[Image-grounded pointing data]
%%

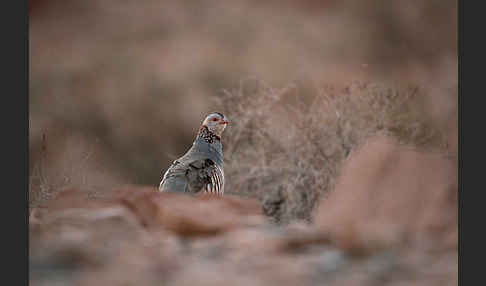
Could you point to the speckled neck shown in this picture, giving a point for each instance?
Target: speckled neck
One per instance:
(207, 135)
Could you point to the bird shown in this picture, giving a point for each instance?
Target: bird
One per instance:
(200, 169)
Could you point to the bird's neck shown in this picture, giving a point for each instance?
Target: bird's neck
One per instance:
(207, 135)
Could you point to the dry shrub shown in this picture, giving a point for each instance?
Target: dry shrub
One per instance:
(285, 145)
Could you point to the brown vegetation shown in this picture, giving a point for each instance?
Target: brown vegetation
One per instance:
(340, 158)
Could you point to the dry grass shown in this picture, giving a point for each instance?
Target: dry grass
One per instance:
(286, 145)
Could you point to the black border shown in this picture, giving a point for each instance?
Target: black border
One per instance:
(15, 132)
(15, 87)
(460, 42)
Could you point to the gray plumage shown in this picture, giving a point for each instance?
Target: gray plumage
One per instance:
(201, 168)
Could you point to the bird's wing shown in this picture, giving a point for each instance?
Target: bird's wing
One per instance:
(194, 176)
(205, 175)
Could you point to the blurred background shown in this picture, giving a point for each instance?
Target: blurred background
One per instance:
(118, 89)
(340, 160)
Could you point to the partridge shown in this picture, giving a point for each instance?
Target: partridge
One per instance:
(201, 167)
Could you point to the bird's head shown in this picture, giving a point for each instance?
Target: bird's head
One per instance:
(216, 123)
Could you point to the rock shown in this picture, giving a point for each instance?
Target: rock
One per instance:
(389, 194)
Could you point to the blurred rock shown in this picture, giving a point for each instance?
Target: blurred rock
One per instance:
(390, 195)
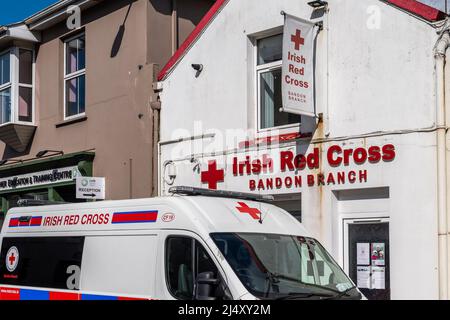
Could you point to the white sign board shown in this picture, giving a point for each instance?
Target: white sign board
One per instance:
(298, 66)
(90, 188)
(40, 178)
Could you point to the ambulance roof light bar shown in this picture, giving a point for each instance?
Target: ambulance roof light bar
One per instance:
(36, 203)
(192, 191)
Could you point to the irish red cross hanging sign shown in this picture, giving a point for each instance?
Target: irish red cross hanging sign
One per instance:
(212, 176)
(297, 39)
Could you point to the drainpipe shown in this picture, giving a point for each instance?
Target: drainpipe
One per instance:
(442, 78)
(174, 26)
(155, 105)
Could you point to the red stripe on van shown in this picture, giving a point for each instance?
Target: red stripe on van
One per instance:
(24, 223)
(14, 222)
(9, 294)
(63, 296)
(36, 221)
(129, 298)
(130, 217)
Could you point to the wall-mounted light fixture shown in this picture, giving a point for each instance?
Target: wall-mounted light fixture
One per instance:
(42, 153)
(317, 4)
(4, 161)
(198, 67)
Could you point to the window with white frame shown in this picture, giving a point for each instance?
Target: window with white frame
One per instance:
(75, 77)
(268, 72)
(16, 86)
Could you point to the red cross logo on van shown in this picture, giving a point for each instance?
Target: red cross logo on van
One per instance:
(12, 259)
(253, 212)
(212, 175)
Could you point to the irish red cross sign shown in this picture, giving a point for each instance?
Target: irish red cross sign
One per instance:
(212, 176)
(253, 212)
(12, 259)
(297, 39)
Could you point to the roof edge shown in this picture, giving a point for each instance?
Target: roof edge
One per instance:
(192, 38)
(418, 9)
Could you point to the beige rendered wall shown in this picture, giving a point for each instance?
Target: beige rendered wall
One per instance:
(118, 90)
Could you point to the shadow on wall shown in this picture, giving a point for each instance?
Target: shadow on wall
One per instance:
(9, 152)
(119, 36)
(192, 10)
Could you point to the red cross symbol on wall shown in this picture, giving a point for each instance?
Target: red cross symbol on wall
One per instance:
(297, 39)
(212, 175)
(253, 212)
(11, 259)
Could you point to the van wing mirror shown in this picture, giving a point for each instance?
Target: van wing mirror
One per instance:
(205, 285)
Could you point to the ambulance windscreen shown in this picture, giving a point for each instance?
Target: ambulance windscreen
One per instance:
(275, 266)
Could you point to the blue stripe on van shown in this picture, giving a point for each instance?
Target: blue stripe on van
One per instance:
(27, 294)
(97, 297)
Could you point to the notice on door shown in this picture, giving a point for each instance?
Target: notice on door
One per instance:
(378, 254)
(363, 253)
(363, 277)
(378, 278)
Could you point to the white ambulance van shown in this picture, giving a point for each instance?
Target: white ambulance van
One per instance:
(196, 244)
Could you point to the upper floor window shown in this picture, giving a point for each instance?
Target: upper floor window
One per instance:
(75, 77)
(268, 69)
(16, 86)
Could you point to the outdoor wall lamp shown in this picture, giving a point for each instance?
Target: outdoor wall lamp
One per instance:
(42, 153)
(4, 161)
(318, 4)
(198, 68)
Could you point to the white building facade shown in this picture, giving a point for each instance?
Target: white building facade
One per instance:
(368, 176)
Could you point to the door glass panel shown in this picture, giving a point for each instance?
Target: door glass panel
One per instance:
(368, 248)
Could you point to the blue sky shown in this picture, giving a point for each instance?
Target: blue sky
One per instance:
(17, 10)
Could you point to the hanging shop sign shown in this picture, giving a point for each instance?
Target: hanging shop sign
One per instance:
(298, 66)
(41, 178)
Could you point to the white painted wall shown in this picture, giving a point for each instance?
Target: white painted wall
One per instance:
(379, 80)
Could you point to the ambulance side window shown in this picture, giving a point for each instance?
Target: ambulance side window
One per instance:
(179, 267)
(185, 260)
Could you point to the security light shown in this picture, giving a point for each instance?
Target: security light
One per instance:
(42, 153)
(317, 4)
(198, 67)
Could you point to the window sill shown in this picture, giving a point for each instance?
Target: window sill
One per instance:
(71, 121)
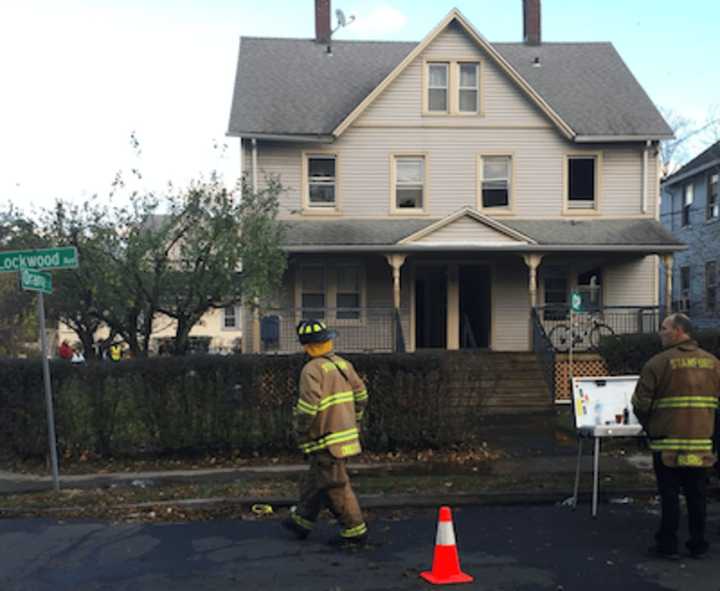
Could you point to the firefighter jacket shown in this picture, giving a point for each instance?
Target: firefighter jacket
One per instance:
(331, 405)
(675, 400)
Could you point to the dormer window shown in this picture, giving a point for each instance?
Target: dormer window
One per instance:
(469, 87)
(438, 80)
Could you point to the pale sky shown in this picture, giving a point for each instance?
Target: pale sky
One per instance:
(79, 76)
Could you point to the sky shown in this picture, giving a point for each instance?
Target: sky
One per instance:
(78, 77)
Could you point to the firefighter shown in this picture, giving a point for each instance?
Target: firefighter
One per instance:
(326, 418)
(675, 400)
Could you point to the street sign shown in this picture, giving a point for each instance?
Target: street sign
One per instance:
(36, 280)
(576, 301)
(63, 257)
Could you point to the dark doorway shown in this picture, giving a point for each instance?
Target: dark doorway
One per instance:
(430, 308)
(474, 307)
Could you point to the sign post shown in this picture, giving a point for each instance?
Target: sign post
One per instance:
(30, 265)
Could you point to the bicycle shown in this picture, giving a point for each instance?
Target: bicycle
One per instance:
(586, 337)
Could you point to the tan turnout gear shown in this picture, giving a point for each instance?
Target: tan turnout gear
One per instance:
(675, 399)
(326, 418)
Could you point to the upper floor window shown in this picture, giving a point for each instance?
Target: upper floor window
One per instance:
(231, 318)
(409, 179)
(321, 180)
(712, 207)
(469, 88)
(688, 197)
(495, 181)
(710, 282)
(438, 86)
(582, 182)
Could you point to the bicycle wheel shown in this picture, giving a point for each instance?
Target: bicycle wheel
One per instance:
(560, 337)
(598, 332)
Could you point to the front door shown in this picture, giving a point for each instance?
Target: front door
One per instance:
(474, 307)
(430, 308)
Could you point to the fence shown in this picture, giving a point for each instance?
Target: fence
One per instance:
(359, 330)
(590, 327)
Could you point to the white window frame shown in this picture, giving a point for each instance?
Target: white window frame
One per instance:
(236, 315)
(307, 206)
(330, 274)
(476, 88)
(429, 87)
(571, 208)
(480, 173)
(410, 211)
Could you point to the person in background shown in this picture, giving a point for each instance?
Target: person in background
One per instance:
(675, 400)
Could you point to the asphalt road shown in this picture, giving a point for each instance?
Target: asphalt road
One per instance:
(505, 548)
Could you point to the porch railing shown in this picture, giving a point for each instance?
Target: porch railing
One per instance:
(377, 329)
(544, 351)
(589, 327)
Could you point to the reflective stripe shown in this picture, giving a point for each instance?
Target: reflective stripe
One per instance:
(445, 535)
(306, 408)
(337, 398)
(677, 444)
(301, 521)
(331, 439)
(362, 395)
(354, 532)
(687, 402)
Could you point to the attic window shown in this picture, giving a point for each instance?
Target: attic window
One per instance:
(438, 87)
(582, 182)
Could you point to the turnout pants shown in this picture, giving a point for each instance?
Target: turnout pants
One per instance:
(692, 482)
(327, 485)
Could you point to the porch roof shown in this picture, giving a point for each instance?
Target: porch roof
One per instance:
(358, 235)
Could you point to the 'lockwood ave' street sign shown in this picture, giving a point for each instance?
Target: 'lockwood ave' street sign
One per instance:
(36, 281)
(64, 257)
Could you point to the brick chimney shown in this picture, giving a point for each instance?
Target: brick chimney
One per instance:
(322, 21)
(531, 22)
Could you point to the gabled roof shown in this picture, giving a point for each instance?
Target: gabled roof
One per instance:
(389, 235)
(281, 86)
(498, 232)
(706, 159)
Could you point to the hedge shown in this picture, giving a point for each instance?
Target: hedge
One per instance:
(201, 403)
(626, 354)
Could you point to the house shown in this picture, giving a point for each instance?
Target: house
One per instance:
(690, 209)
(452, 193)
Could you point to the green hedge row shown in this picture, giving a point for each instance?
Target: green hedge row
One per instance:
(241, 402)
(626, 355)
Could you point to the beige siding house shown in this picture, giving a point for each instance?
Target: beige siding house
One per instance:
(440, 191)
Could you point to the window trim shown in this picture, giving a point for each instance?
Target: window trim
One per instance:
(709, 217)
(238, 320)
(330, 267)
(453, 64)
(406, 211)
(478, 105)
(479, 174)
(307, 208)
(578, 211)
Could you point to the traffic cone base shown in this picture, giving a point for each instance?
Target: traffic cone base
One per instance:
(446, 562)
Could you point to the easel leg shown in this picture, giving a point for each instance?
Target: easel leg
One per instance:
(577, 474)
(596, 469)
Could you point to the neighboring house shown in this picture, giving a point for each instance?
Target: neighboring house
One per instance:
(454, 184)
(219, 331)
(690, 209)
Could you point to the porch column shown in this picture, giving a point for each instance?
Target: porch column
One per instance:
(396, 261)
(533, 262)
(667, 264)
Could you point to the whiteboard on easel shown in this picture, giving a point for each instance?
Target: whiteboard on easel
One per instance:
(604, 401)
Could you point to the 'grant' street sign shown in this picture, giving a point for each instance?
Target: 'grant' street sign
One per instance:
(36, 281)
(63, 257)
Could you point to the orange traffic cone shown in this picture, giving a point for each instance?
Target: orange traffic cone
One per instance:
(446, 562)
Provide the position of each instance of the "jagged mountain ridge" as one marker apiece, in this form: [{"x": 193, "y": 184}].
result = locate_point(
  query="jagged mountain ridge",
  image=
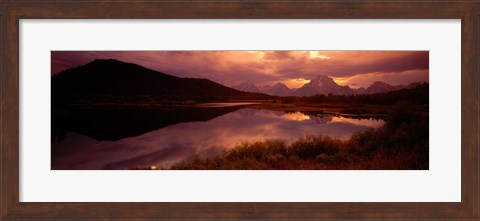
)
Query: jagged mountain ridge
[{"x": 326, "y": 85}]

%%

- What you are asked to do -
If a line in the data holds the string "neighboring", copy that line.

- Solution -
Could you point to the neighboring house shown in this picture, giving a point for each instance?
Target: neighboring house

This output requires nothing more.